- _Named-object pointing records_
╔══
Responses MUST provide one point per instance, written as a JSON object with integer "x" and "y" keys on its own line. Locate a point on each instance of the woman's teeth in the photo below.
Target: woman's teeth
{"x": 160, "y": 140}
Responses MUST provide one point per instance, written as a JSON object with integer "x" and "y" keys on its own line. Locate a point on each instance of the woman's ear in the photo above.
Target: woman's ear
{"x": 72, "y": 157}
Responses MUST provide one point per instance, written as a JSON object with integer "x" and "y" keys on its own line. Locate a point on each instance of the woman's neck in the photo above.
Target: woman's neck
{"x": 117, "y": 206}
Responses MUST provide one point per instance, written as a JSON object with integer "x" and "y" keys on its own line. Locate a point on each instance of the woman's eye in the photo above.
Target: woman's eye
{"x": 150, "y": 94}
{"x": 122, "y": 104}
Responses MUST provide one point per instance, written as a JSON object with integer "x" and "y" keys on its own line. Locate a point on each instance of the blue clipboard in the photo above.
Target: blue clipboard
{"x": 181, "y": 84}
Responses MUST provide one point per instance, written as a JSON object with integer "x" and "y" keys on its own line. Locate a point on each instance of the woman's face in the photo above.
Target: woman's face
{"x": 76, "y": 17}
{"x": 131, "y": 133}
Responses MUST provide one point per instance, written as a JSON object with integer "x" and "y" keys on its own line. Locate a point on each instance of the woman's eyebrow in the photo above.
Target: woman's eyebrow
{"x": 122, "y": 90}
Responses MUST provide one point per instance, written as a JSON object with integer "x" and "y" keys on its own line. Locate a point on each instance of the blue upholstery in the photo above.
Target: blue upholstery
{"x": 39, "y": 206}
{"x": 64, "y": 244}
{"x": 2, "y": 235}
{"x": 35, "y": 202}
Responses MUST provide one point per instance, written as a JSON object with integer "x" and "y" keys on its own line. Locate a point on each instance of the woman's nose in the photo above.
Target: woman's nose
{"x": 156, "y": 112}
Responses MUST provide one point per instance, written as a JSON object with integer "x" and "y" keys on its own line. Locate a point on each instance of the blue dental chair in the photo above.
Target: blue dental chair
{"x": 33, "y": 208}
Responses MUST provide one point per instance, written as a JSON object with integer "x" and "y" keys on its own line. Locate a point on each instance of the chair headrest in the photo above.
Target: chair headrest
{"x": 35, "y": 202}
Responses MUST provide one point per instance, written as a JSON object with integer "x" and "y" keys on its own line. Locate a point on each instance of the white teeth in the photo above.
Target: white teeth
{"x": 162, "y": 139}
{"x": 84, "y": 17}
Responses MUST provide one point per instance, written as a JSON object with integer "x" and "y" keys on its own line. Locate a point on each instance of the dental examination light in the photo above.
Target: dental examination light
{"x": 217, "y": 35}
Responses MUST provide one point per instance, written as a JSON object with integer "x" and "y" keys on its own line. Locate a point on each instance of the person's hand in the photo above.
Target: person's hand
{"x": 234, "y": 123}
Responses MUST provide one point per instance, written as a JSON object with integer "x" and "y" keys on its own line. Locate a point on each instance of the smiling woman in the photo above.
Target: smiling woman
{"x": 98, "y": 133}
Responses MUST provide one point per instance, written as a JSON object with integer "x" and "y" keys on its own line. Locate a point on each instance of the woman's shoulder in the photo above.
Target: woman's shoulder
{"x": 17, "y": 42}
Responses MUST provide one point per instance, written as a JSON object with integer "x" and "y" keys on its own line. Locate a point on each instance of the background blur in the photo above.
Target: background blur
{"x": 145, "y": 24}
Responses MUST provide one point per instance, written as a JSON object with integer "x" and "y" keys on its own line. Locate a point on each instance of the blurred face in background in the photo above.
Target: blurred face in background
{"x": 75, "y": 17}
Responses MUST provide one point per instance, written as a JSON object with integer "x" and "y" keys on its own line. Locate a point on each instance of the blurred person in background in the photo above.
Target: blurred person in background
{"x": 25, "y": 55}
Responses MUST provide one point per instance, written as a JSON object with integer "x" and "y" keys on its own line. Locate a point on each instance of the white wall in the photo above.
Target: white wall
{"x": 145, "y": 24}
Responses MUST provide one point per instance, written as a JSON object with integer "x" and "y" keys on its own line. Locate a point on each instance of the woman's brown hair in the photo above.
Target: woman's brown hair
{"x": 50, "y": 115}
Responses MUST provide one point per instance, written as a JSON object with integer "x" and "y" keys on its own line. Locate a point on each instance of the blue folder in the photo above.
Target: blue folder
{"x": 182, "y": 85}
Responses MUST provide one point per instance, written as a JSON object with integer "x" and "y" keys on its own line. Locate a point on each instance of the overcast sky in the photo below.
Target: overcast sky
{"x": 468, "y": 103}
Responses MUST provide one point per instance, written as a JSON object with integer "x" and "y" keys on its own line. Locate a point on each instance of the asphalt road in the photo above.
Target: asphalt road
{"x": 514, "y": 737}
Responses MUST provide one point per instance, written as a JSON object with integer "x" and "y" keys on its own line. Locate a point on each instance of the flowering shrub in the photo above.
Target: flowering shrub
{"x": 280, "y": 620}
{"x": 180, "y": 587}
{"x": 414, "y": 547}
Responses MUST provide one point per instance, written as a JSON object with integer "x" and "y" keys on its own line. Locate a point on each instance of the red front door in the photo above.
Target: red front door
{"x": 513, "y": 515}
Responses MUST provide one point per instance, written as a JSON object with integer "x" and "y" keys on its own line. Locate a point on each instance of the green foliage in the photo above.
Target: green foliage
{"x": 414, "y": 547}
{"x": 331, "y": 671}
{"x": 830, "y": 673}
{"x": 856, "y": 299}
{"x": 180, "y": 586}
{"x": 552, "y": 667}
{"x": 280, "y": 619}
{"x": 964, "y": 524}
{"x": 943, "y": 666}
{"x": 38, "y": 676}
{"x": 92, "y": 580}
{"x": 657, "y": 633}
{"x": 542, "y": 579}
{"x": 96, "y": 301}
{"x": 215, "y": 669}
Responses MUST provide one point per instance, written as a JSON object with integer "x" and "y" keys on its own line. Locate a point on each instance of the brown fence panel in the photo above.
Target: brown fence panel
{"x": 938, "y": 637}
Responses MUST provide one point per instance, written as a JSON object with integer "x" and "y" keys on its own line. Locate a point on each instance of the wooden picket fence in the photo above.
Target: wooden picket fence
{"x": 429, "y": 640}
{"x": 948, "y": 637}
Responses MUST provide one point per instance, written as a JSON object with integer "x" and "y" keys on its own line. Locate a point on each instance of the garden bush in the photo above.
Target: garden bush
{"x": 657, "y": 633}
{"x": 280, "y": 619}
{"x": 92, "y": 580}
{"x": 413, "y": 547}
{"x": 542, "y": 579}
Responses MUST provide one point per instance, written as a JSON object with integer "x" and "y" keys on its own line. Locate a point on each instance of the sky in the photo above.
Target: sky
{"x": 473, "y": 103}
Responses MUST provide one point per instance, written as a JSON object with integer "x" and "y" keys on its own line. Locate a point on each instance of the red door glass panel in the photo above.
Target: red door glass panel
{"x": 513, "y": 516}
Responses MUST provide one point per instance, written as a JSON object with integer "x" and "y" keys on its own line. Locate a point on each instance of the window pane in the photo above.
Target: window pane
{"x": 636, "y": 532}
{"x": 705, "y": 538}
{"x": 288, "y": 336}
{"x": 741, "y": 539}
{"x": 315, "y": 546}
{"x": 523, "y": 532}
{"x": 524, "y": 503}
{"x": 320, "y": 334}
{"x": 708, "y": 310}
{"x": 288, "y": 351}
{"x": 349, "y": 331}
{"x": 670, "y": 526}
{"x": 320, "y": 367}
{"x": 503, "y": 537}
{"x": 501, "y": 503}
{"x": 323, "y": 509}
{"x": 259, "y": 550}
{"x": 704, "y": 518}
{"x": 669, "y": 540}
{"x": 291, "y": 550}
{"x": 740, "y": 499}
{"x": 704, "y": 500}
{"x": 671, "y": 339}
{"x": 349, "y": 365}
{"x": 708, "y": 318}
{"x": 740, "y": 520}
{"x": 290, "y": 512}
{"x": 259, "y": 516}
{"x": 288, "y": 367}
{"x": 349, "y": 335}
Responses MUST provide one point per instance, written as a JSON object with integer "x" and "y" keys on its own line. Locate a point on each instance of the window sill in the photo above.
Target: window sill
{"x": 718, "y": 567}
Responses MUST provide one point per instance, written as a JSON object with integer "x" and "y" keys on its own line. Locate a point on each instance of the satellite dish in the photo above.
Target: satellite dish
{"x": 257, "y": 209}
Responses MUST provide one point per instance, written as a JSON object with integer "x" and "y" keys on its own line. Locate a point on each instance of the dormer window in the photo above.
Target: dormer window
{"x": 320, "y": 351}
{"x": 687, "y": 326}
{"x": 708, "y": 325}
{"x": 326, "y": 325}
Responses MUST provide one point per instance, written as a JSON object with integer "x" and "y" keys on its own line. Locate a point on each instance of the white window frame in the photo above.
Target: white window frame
╚══
- _Task instructions_
Repeat the line containing "dish in the photo above." and all subsequent lines through the final line of the data, exactly and with no others.

- _Result below_
Responses MUST provide one point per instance, written as a JSON object with integer "x" and "y" keys on its own line. Locate a point on each instance of the satellite dish in the photo above.
Target: satellite dish
{"x": 257, "y": 209}
Responses MUST provide one point per instance, written as a JSON object with integer "x" and "y" keys on its own line. Locate a point on each instance of the dormer window in the photo above.
Target: dormer window
{"x": 320, "y": 351}
{"x": 687, "y": 326}
{"x": 708, "y": 325}
{"x": 326, "y": 325}
Responses MUST provide one point per instance, written as a JSON object with integer "x" and "y" keys on its own line. Locate a point on each instance of the white window frame in the photo above.
Target: white window frame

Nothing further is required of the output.